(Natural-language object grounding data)
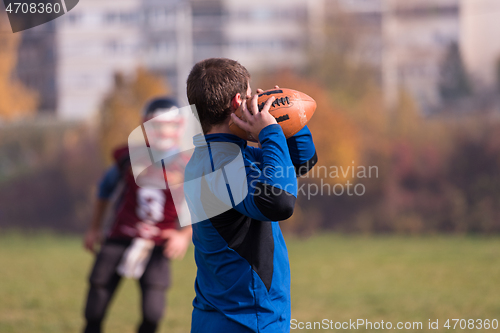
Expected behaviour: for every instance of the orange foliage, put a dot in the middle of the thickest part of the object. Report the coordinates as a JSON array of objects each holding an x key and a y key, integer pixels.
[{"x": 15, "y": 99}]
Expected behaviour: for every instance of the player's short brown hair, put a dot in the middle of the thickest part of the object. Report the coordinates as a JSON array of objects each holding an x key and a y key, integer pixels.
[{"x": 211, "y": 86}]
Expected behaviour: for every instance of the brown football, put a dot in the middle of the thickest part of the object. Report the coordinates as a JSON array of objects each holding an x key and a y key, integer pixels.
[{"x": 292, "y": 110}]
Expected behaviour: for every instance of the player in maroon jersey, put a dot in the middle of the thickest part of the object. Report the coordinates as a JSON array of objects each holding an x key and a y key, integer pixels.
[{"x": 145, "y": 234}]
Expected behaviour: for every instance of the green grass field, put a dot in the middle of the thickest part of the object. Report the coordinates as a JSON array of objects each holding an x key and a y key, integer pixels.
[{"x": 43, "y": 282}]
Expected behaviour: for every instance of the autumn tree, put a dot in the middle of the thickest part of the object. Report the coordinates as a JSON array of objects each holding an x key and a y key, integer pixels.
[
  {"x": 15, "y": 99},
  {"x": 121, "y": 110}
]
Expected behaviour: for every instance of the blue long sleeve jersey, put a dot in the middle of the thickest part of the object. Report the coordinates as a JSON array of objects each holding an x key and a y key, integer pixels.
[{"x": 243, "y": 277}]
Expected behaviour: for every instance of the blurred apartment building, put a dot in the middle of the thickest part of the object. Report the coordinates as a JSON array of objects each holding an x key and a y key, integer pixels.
[
  {"x": 72, "y": 61},
  {"x": 100, "y": 37}
]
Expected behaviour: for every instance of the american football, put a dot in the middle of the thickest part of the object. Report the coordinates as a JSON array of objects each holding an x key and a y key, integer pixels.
[{"x": 292, "y": 110}]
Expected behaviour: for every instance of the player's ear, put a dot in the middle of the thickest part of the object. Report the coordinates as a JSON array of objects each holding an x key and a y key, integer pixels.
[{"x": 236, "y": 101}]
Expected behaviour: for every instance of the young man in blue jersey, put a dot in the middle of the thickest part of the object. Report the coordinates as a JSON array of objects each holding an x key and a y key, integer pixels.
[{"x": 243, "y": 277}]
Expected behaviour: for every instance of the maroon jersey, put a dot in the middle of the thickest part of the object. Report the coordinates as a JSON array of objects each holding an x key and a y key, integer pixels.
[{"x": 142, "y": 212}]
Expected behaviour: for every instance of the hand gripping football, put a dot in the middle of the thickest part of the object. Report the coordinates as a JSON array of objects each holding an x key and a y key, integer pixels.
[{"x": 292, "y": 110}]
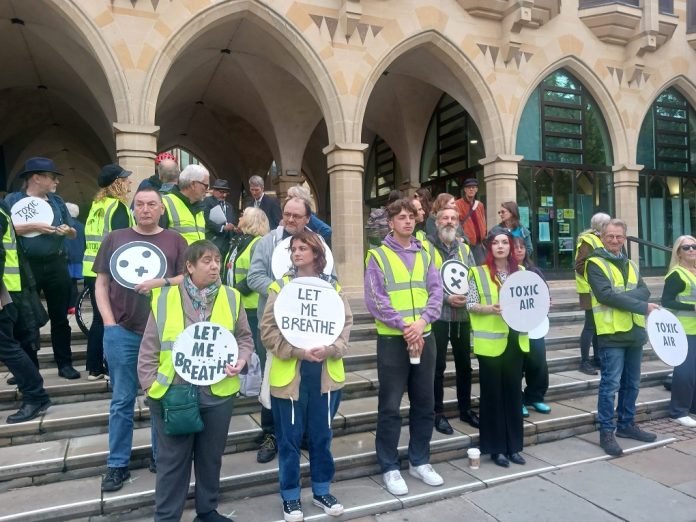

__ACTION ITEM__.
Could you copy all of the entries above exactly, without the pictures?

__WRITTEN REPLY__.
Expected behaviour: for every instance of the orange foliage, put a dot in the middle of the thickest part of the object. Report the coordinates as a JSON array of objects each holding an x key and a y key, integer pixels.
[{"x": 15, "y": 99}]
Expected behaviour: for every instance of the player's short brown hair, put a dot in the middle of the thickest part of the object. Report the coordinates as a JSON array of objects each holding an x key and a y key, integer pixels.
[{"x": 211, "y": 86}]
Expected behaviour: for every instance of the brown football, put a dot in the middle of the thickest part of the object. Report the coordinates as a JSON array of objects each holding an x key and a y key, integer pixels.
[{"x": 292, "y": 110}]
Expected behaviour: for every instance of the player in maroon jersey, put a dot in the middle of the thickest part of the object. Report the coordinates as a JSON array of objects each holding an x key and a y key, integer pixels.
[{"x": 145, "y": 234}]
Expected behaviour: for every instance of the green grass field, put a dot in the middle of the thickest part of the object. Report the coordinates as a JSON array of objects each holding an x key and a y key, integer pixels.
[{"x": 43, "y": 282}]
Expected behaviour: for every instance of the autumn tree, put a dot in the middle of the thickest part of the object. Report the coordinates as a JSON array of objects each holding an x key and a y key, integer pixels.
[
  {"x": 15, "y": 99},
  {"x": 121, "y": 110}
]
Expected behaviour: for every instance of the blue long sleeve jersey, put a dot in the middle of the thickest part of the object. Report the coordinates as a JSON array of objects each holding an x key and a y key, integer pixels.
[{"x": 243, "y": 277}]
Expected behaviour: for every instance of the blurred apartment building, put a dot in the middle of the thickest part of the object. Report the coordinates as a JSON array of objects each holding an x key and a y key, integer pixels.
[
  {"x": 72, "y": 61},
  {"x": 100, "y": 37}
]
Expected behaviour: for every instance of the american football, put a dot in the middle of the thickest part of the object. Report the coordinates as a JSON array of objects each holding an x key and a y key, integer pixels.
[{"x": 292, "y": 110}]
Expected behaviour: for every instance of the player's ear, put a dot in the middle of the thickest part of the object. Report the coordinates as a JSON array of objects each holding an x key and a y key, integer pixels.
[{"x": 236, "y": 101}]
Expected behaviour: for every instance of the young man in blue jersey, put a dot in the middle of the thickest part of the object. Report the coordinates as a JSON array of objects each holding an x key and a y key, integer pixels.
[{"x": 243, "y": 277}]
Expected behaviour: for every instance of the maroon jersey, put a dot in the middle of the thickest part of the object. Report the coordinates as a JSON array of objects each holding an x key and a y key, integer pixels.
[{"x": 142, "y": 212}]
Expected behaviour: for every instance of the hand gripping football, put a dot in the middle of the thickest part of the object. Report the coordinates as a JSON array of objects each holding an x key and a y key, integer pixels.
[{"x": 292, "y": 110}]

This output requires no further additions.